● WHAT TO WORK ON
Copy the records below exactly, leaving out any pictures.
── SOURCE RECORDS ──
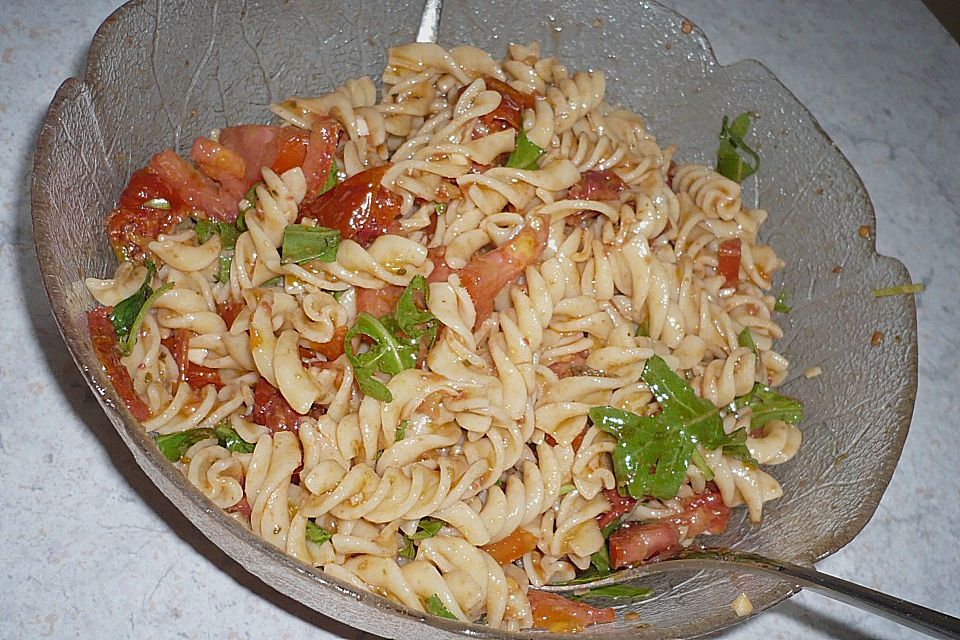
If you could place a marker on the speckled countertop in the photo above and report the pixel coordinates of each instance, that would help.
(88, 548)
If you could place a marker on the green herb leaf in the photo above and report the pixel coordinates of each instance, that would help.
(765, 405)
(525, 155)
(333, 178)
(427, 528)
(302, 243)
(223, 269)
(401, 430)
(126, 346)
(317, 534)
(780, 305)
(396, 339)
(653, 452)
(435, 608)
(230, 440)
(616, 591)
(384, 355)
(745, 339)
(702, 464)
(730, 162)
(124, 313)
(174, 446)
(916, 287)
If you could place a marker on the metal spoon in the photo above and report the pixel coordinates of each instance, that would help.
(922, 619)
(928, 621)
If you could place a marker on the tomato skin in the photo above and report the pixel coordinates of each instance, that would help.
(557, 614)
(486, 274)
(103, 337)
(511, 548)
(132, 224)
(272, 410)
(597, 185)
(634, 543)
(508, 114)
(619, 505)
(728, 261)
(360, 208)
(195, 375)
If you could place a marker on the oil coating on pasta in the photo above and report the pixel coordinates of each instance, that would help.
(495, 431)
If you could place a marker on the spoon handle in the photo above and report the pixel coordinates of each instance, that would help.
(928, 621)
(430, 21)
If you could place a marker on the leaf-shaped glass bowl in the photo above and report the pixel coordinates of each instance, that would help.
(160, 73)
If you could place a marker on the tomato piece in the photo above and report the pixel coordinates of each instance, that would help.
(132, 224)
(703, 513)
(508, 114)
(221, 164)
(597, 185)
(272, 410)
(319, 155)
(360, 208)
(334, 348)
(557, 614)
(196, 190)
(728, 261)
(378, 302)
(195, 375)
(619, 505)
(229, 311)
(635, 543)
(486, 274)
(512, 547)
(103, 338)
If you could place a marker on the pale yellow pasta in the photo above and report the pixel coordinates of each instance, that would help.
(484, 434)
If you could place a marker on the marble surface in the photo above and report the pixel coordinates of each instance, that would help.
(88, 548)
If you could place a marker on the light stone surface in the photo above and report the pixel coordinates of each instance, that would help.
(88, 548)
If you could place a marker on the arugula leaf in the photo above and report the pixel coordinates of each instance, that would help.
(396, 340)
(230, 440)
(333, 178)
(317, 534)
(653, 452)
(401, 430)
(124, 313)
(616, 591)
(730, 164)
(435, 608)
(174, 446)
(383, 355)
(302, 243)
(702, 464)
(223, 268)
(126, 346)
(525, 155)
(736, 447)
(745, 339)
(765, 405)
(427, 528)
(780, 304)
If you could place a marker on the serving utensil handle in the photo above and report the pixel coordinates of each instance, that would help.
(914, 616)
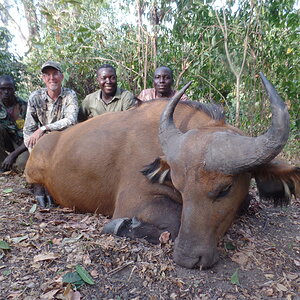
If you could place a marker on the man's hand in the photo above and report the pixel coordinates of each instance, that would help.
(35, 137)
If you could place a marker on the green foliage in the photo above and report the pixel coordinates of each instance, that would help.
(9, 63)
(185, 35)
(78, 278)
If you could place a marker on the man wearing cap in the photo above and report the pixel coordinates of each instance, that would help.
(162, 82)
(109, 98)
(12, 115)
(49, 109)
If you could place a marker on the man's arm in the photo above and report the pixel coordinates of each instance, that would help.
(31, 124)
(12, 157)
(128, 100)
(70, 113)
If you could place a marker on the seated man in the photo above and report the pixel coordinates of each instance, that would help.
(49, 109)
(12, 115)
(109, 98)
(162, 82)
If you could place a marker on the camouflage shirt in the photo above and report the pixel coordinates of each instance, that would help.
(42, 111)
(12, 119)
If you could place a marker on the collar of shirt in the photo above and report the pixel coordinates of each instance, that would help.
(116, 97)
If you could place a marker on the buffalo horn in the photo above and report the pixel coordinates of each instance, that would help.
(169, 134)
(232, 153)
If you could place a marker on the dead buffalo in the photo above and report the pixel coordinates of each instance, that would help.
(189, 176)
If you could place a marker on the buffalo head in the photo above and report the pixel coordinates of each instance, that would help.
(211, 168)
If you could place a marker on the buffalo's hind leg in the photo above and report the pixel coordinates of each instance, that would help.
(149, 221)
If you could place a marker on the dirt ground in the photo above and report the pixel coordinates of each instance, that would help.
(259, 256)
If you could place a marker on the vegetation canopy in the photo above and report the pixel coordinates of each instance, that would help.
(220, 49)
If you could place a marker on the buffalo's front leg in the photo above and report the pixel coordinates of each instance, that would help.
(133, 228)
(42, 196)
(147, 220)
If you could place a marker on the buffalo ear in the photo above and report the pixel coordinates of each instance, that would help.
(158, 171)
(278, 181)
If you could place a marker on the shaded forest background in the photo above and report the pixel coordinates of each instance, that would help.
(221, 50)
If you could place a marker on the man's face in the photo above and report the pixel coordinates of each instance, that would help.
(52, 79)
(108, 81)
(7, 90)
(163, 81)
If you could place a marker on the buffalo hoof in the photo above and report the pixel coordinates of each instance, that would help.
(41, 200)
(115, 226)
(45, 201)
(50, 202)
(133, 228)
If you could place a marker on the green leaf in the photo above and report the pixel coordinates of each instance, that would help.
(33, 208)
(71, 277)
(235, 278)
(4, 245)
(7, 191)
(84, 275)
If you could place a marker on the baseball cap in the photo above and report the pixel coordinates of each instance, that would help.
(51, 64)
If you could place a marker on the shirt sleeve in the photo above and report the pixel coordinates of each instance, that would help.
(84, 111)
(31, 122)
(128, 100)
(70, 113)
(184, 97)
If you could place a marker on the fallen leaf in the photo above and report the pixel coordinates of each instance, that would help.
(72, 240)
(235, 278)
(281, 287)
(7, 191)
(19, 239)
(42, 257)
(297, 262)
(84, 275)
(4, 245)
(33, 209)
(49, 295)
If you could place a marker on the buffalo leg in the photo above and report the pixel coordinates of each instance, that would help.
───
● SOLVED PROBLEM
If you could place a marker on the speckled countertop in the photo above and report the pixel coordinates of each instance, that would help.
(88, 548)
If you could place a marker on the green herb leaf in the photo above and report the pixel coordinates of each instance, that would help.
(765, 405)
(525, 155)
(333, 178)
(427, 528)
(302, 243)
(223, 269)
(401, 430)
(126, 346)
(317, 534)
(780, 305)
(396, 339)
(653, 452)
(435, 608)
(230, 440)
(616, 591)
(384, 355)
(745, 339)
(702, 464)
(730, 162)
(124, 313)
(174, 446)
(916, 287)
If you could place a marker on the metal spoon in the photo above and report the pixel coordinates of each instance, that would help.
(922, 619)
(928, 621)
If you could place a marker on the tomato skin in the photo above and report the pixel coordinates of each instance, that would help.
(557, 614)
(486, 274)
(103, 337)
(511, 548)
(132, 224)
(272, 410)
(597, 185)
(634, 543)
(508, 114)
(619, 505)
(728, 261)
(360, 208)
(195, 375)
If you could place a marker on the oil coating on pasta in the photo above and report the pixel coordinates of each instance, that would help.
(495, 431)
If you could place a marker on the spoon handle in the photo above and report the pixel coordinates of each instance, that would help.
(928, 621)
(430, 21)
If you could place a marker on the leaf-shaped glass bowl in the photo above and report the pixel coordinates of each instance, that would help.
(160, 73)
If you could place a marker on the tomato piece in the photo above and report the pixel coordinates of each instance, that would help.
(132, 224)
(703, 513)
(508, 114)
(221, 164)
(597, 185)
(272, 410)
(319, 155)
(360, 208)
(334, 348)
(557, 614)
(196, 190)
(728, 261)
(378, 302)
(195, 375)
(619, 505)
(229, 311)
(635, 543)
(486, 274)
(512, 547)
(103, 338)
If you could place a marker on the pale yellow pasta in the photo above and report the pixel coordinates of each instance, that would help.
(484, 434)
If you could place a marker on the marble surface in the photo above and report the pixel coordinates of each instance, that would help.
(88, 548)
If you could place a marker on the light stone surface in the photo above and report the pixel coordinates of each instance, that would help.
(88, 548)
If you could place a marker on the arugula leaf in the photo above and report the pixel coordinates of each instance, that would help.
(396, 340)
(230, 440)
(333, 178)
(317, 534)
(653, 452)
(401, 430)
(124, 313)
(616, 591)
(730, 164)
(435, 608)
(174, 446)
(383, 355)
(302, 243)
(702, 464)
(223, 268)
(126, 346)
(525, 155)
(736, 447)
(745, 339)
(765, 405)
(427, 528)
(780, 304)
If you could place a marker on the serving utensil handle in the photo above and report the pixel coordinates of each instance, that would help.
(914, 616)
If you could place a marker on the man's hand in the photo above and report the pixel coordinates of each instance, that would help.
(35, 137)
If you could place a marker on the green foliage in the photo above and report the pixel coordinates of each instance, that would help.
(9, 63)
(185, 35)
(78, 278)
If you could place a marker on the man wearing cap in the photo above and report the pixel coordinates of each instance, that would help.
(162, 82)
(109, 98)
(12, 115)
(49, 109)
If you could place a marker on the man's arm in the photo above and report the pixel coordinates of each instance, that would help.
(31, 124)
(12, 157)
(128, 100)
(70, 113)
If you could place a marker on the seated man in the photo above and report the pixel coordinates of each instance, that would help.
(49, 109)
(12, 115)
(109, 98)
(162, 82)
If you could place a marker on the camouflage shirt in the photo above and report the pixel coordinates of each instance, that would help.
(42, 111)
(12, 119)
If you could place a marker on the collar of shirt in the photo above and report the pixel coordinates of each instance, that would help.
(116, 97)
If you could place a marker on the buffalo horn in the photo above and report the pixel coordinates of each instance, that would help.
(169, 134)
(232, 153)
If you could place a marker on the dead buffalo in the photo above and report the pixel coordinates of each instance, that would help.
(189, 176)
If you could place a marker on the buffalo head in the photo above and report the pixel coordinates of each instance, that would help.
(211, 168)
If you could place a marker on the buffalo's hind leg in the photo above and report the pixel coordinates of each instance, that would help.
(149, 221)
If you could place a marker on the dirt ground in the photo above and report the pixel coordinates of each instance, that would help.
(259, 256)
If you could place a marker on the vegetation canopy in the photo above and report the pixel coordinates of each instance, that would help.
(220, 49)
If you could place a marker on the buffalo's front leg in the photo above and report the pixel coordinates of each instance, that would help.
(133, 228)
(42, 196)
(147, 220)
If you could place a marker on the buffalo ear in the photo above and report the pixel coordinates of each instance, that would help.
(158, 171)
(278, 181)
If you could place a marker on the shaded forest background in the photo above and report the pixel coordinates of each instance, that would help.
(221, 50)
If you could place a marker on the man's face in the photo above and report the pixel coordinates of each instance, that would help.
(52, 79)
(108, 81)
(7, 90)
(163, 81)
If you could place a marker on the buffalo hoof in the photo above and report the pixel coordinates of each instance, that would help.
(41, 200)
(115, 226)
(45, 201)
(50, 202)
(133, 228)
If you could place a marker on the green leaf in the photo above and report the pixel coordinates of each instance, that would help.
(33, 208)
(71, 277)
(235, 278)
(4, 245)
(7, 191)
(84, 275)
If you could place a marker on the baseball cap in the photo above and report the pixel coordinates of each instance, that would help.
(51, 64)
If you could place a marker on the shirt sleeve in the photo above and report the pixel coordinates of each instance, that would help.
(84, 111)
(31, 122)
(128, 100)
(70, 113)
(184, 97)
If you could place a marker on the fallen leaf in the photo above and report the pixel coordinates of each instance, that would help.
(72, 240)
(235, 278)
(281, 287)
(7, 191)
(19, 239)
(42, 257)
(297, 262)
(84, 275)
(4, 245)
(33, 209)
(49, 295)
If you could place a marker on the buffalo leg in the photo above and report the pixel coordinates of each instance, that would help.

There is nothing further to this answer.